- [Work task A]: In the SBA loan case summaries, what gave the Firm grounds to submit a Cross-Servicing Dispute for the COVID EIDL debt? Answer in one to three sentences.
- [Work task B]: Write the next part of the SBA loan case summaries, picking up after the final sentence.

Clients personally guaranteed SBA 504 loan balance of $750,000.  Clients also pledged the business’s equipment/inventory and their home as additional collateral.  Clients had agreed to a voluntary sale of their home to pay down the balance.  We intervened and rejected the proposed home sale.  Instead, we negotiated an acceptable term repayment agreement and release of lien on the home.

$391,000 SBA COVID EIDL - CROSS-SERVICING DISPUTE | NEGOTIATED REINSTATEMENT & WORKOUT

$391,000 SBA COVID EIDL - CROSS-SERVICING DISPUTE | NEGOTIATED REINSTATEMENT & WORKOUT

Client's small business obtained an SBA COVID EIDL for $301,000 pledging collateral by executing the Note, Unconditional Guarantee and Security Agreement.  The business defaulted on the loan and the SBA CESC called the Note and Guarantee, accelerated the principal balance due, accrued interest and retracted the 30-year term schedule.  

The loan was transferred to the Treasury's Bureau of Fiscal Service which resulted in the statutory addition of $90,000+ in administrative fees, costs, penalties and interest with the total debt now at $391.000+. Treasury also initiated a Treasury Offset Program (TOP) levy against the client's federal contractor payments for the full amount each month - intercepting all of its revenue and pushing the business to the brink of bankruptcy.

The Firm was hired to investigate and find an alternate solution to the bankruptcy option.  After submitting formal production requests for all government records, it was discovered that the SBA failed to send the required Official 60-Day Pre-Referral Notice to the borrower and guarantor prior to referring the debt to Treasury. This procedural due process violation served as the basis to submit a Cross-Servicing Dispute to recall the debt from Treasury back to the SBA and to negotiate a reinstatement of the original 30-year maturity date, a modified workout, cessation of the TOP levy against the federal contractor payments and removal of the $90,000+ Treasury-based collection fees, interest and penalties.

(Stored items)
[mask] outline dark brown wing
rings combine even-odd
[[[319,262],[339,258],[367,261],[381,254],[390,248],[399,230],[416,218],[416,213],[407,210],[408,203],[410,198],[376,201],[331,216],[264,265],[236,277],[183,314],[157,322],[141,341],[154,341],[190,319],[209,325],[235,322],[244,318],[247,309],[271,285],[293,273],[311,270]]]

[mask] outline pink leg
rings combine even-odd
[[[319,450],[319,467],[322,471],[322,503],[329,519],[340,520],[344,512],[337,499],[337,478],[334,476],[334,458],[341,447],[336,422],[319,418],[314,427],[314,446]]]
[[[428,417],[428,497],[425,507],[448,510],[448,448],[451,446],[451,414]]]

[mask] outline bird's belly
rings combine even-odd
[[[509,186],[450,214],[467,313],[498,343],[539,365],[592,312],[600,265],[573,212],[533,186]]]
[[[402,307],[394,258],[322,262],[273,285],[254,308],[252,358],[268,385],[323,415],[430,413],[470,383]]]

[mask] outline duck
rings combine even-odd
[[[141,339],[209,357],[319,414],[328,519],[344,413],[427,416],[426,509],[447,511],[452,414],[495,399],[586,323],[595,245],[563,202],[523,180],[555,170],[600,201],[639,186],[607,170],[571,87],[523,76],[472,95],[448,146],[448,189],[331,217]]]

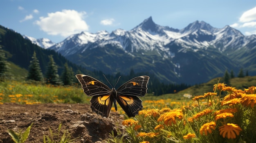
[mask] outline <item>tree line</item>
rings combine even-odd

- [Response box A]: The Firm's records requests showed that the SBA never sent the required Official 60-Day Pre-Referral Notice to the borrower and guarantor before referring the debt to Treasury. That procedural due process violation was the basis for the Cross-Servicing Dispute.

- [Response box B]:
$310,000 SBA 7A LOAN - SBA OIC TERM WORKOUT

$310,000 SBA 7A LOAN - SBA OIC TERM WORKOUT

Client personally guaranteed an SBA 7(a) loan for $100,000 from the lender. The SBA loan went into early default in 2006 less than 12 months from disbursement. The SBA paid the 7(a) guaranty monies to the lender and subsequently acquired the deficiency balance of about $96,000, including the right to collect against the guarantor. However, the SBA sent the Official 60-Day Due Process Notice to the Client's defunct business address instead of his personal residence, which he never received. As a result, the debt was transferred to Treasury's Bureau of Fiscal Service where substantial collection fees were assessed, including accrued interest per the promissory note. Treasury eventually referred the debt to a Private Collection Agency (PCA) - Pioneer Credit Recovery, Inc. Pioneer sent a demand letter claiming a debt balance of almost $310,000 - a shocking 223% increase from the original loan amount assigned to the SBA. Client's social security disability benefits were seized through the Treasury Offset Program (TOP). Client hired the Firm to represent him as the debt continued to snowball despite seizure of his social security benefits and federal tax refunds as the involuntary payments were first applied to Treasury's collection fees, then to accrued interest with minimal allocation to the SBA principal balance.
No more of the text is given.